EXERCISE TEXT:
--- START ---
West, Lindy. ‘Political correctness’ doesn’t hinder free speech – it expands it’. The Guardian, Nov 15th, 2015. http://www.theguardian.com/commentisfree/2015/nov/15/political-correctness-free-speech-racism

A Moral and Political Critique of the Democratic Primary Debates of 2015, Part 1

This is the second installment of my examination of the arguments presented by presidential primary candidates of both major parties. I began the series with selections from the second Republican debate (I decided to skip the first mostly because there are so many debates to consider, I thought I’d wait until the polls had settled in, so to speak, indicating the field of candidates more likely to succeed), and I continue here with the first Democratic one.

As with the first, the debate transcript selections are in red, and my own remarks in black. I leave out introductions, banter, moderator comments, lines which indicate audience response, some purely empirical claims, and other parts that don’t directly pertain to the political and moral ideas considered here. The parts I leave out are indicated, as usual, by ellipses.

From the CNN Democratic presidential primary debate, October 14th 2015

The source of the debate transcript which follows is the New York Times, at nytimes.com
Participants: former Governor Lincoln Chafee, former Governor Martin O’Malley, former Secretary of State Hillary Clinton, Senator Bernie Sanders, and former Senator Jim Webb
Moderators: Anderson Cooper, Dana Bash, Juan Carlos Lopez, and Don Lemon

COOPER: Welcome. I’m Anderson Cooper. Thanks for joining us….

WEBB: …You know, people are disgusted with the way that money has corrupted our political process, intimidating incumbents and empowering Wall Street every day, the turnstile government that we see, and also the power of the financial sector in both parties. They’re looking for a leader who understands how the system works, who has not been co-opted by it, and also has a proven record of accomplishing different things....

As you many remember from Huckabee’s comments in the first Republican debate examined here, mainstream Republican politicians are joining Democrats in denunciation of the corrupting influence of vast amounts of money flooding into the political system from a relatively few special interests and extremely wealthy individuals, and of the revolving-door relationships between our political institutions, lobbyist groups, and the finance industry. Many say that just because individuals and businesses freely decide to donate money, and that ex-politicians are routinely offered lucrative jobs by the same firms that lobbied them and donated to their campaigns, that doesn’t mean that they’re necessarily corrupted, guided by the will of their donors and potential employers instead of their constituents and their own best judgment.

But even if it’s true that most politicians are not purposefully corrupt, it’s already a well researched, well documented fact that gifts and donations have much more influence over one’s decisions than one might realize, even if one’s honestly trying not to let it happen. A few years ago, I read up on various studies of the ways that funding, gifts, and personal visits from sales representatives of pharmaceutical companies influence what physicians are more likely to prescribe and even worse, influence the outcome of clinical drug trials. And while the studies generally failed to find direct evidence that most researchers or physicians purposefully tailored their decisions or research to the financial interests of the funders, donors, or sales reps, the influence was clearly indicated, likely based on the unconscious desire to reciprocate real or perceive goodwill, and / or the bias in favor of perceived expertise. If you have a large amount of money to invest, or a team of sales reps with a convincing story to tell on your payroll, you have to know what you’re doing, right?
--- END ---
WHAT YOU NEED TO DO:
(1) Decide whether each statement agrees with the debate critique, and answer yes or no with the deciding words from it quoted: (a) The author chose not to examine the first Republican debate. (b) The debate transcript was taken from CNN's website. (c) The debate transcript selections are shown in black.
(2) Reproduce the part of the debate critique that opens with the words containing "West, Lindy. ‘Political" and closes with "first Democratic one.", substituting "Libertarian" for "Democratic".
(3) Extend the debate critique beyond its final sentence.
The data that come next are separate material, unrelated to the debate critique.

Saved entries:
--- START ---
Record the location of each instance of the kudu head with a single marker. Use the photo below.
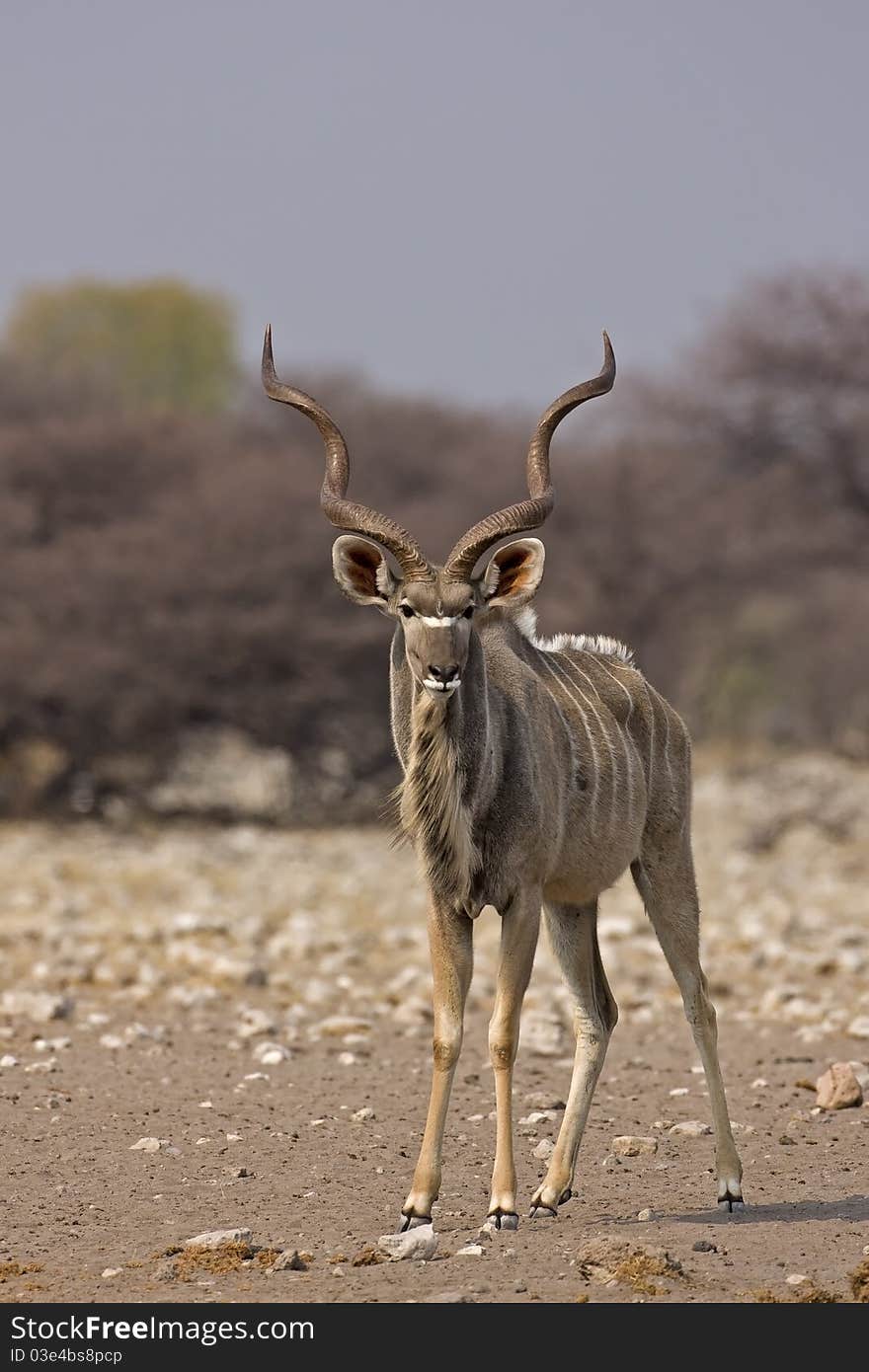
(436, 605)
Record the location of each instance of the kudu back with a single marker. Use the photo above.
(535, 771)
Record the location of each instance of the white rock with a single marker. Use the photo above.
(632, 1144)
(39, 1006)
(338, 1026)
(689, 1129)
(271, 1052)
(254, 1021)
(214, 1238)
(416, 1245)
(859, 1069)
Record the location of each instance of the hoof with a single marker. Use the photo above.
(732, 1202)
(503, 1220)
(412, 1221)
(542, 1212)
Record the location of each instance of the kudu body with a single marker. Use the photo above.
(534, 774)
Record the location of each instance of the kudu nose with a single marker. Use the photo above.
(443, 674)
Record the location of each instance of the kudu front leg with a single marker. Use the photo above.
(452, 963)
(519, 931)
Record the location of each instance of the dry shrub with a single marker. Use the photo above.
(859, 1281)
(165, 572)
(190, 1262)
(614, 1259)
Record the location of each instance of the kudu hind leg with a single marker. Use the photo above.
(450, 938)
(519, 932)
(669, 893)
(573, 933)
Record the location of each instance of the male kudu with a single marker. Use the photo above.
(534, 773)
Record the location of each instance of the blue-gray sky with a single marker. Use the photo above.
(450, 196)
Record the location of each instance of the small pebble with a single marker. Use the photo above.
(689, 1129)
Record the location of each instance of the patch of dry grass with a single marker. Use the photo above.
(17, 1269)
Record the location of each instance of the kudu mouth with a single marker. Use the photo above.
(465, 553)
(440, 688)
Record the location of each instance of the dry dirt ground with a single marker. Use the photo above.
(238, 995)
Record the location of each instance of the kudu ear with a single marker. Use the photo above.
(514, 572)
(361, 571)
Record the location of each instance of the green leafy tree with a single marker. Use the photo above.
--- END ---
TASK-BY-TASK ANSWERS:
(1)
(a) Yes: "I decided to skip the first"
(b) No: "The source of the debate transcript which follows is the New York Times, at nytimes.com"
(c) No: "the debate transcript selections are in red, and my own remarks in black"

(2)
West, Lindy. ‘Political correctness’ doesn’t hinder free speech – it expands it’. The Guardian, Nov 15th, 2015. http://www.theguardian.com/commentisfree/2015/nov/15/political-correctness-free-speech-racism

A Moral and Political Critique of the Libertarian Primary Debates of 2015, Part 1

This is the second installment of my examination of the arguments presented by presidential primary candidates of both major parties. I began the series with selections from the second Republican debate (I decided to skip the first mostly because there are so many debates to consider, I thought I’d wait until the polls had settled in, so to speak, indicating the field of candidates more likely to succeed), and I continue here with the first Libertarian one.

(3)
Human psychology being remarkably consistent, it’s nearly certain that politicians are subject to the same psychological phenomena. Lobbyists can be considered the political analogues of the sales reps, and donors the analogues of the research funders and pharmaceutical company gift-givers. And while the sales reps, lobbyists, funders, and donors may have good arguments, may be in the possession of good information, or may be driven by entirely noble motives, it’s still the case that their influence can crowd out other arguments, other evidence, and other interests which should have equal consideration.

COOPER: …Secretary Clinton …plenty of politicians evolve on issues, but even some Democrats believe you change your positions based on political expediency. You were against same-sex marriage. Now you’re for it. You defended President Obama’s immigration policies. Now you say they’re too harsh. You supported his trade deal dozen of times. You even called it the “gold standard”. Now, suddenly, last week, you’re against it. Will you say anything to get elected?

CLINTON: Well, actually, I have been very consistent. Over the course of my entire life, I have always fought for the same values and principles, but, like most human beings — including those of us who run for office — I do absorb new information. I do look at what’s happening in the world….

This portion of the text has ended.